WORK ORDER:
The answer must be an exact restatement of all the data.

DATA TO EXAMINE:

----------

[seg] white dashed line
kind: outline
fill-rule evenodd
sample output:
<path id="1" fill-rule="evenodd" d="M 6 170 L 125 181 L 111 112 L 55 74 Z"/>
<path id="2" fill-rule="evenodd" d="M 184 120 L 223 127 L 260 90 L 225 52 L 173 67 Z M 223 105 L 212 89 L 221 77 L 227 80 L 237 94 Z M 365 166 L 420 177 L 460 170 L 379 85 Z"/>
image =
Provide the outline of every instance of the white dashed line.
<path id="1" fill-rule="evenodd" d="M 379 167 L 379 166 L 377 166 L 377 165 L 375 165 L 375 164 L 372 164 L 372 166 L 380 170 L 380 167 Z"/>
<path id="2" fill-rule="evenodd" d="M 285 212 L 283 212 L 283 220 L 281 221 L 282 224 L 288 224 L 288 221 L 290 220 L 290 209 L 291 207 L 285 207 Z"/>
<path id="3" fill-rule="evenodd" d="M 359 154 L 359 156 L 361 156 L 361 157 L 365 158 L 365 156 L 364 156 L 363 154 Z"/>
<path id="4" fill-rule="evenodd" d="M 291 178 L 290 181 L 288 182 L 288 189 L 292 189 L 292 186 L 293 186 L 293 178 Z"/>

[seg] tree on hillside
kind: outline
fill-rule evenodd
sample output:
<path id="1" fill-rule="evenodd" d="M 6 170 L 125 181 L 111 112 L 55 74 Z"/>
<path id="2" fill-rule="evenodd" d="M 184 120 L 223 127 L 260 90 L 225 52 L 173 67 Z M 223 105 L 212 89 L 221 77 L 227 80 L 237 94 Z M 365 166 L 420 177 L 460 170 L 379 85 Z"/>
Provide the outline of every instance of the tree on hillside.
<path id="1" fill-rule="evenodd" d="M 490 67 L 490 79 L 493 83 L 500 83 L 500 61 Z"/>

----------

SOLUTION:
[seg] white dashed line
kind: outline
fill-rule evenodd
sample output:
<path id="1" fill-rule="evenodd" d="M 6 170 L 125 181 L 111 112 L 55 74 Z"/>
<path id="2" fill-rule="evenodd" d="M 184 120 L 223 127 L 260 90 L 225 52 L 173 67 Z M 223 105 L 212 89 L 221 77 L 227 80 L 237 94 Z M 365 166 L 420 177 L 460 170 L 379 85 Z"/>
image =
Provide the outline of every instance of the white dashed line.
<path id="1" fill-rule="evenodd" d="M 379 167 L 379 166 L 377 166 L 377 165 L 375 165 L 375 164 L 372 164 L 372 166 L 380 170 L 380 167 Z"/>
<path id="2" fill-rule="evenodd" d="M 285 212 L 283 212 L 283 220 L 281 221 L 282 224 L 288 224 L 288 221 L 290 220 L 290 209 L 291 207 L 285 207 Z"/>
<path id="3" fill-rule="evenodd" d="M 359 154 L 359 156 L 361 156 L 361 157 L 365 158 L 365 156 L 364 156 L 363 154 Z"/>
<path id="4" fill-rule="evenodd" d="M 291 178 L 290 181 L 288 182 L 288 189 L 292 189 L 292 186 L 293 186 L 293 178 Z"/>

[seg] tree on hillside
kind: outline
fill-rule evenodd
sample output:
<path id="1" fill-rule="evenodd" d="M 6 170 L 125 181 L 111 112 L 55 74 Z"/>
<path id="2" fill-rule="evenodd" d="M 184 120 L 223 127 L 260 90 L 225 52 L 173 67 Z M 223 105 L 212 89 L 221 77 L 227 80 L 237 94 Z M 365 166 L 420 177 L 460 170 L 379 85 Z"/>
Provide the outline of every instance of the tree on hillside.
<path id="1" fill-rule="evenodd" d="M 490 67 L 490 79 L 493 83 L 500 83 L 500 61 Z"/>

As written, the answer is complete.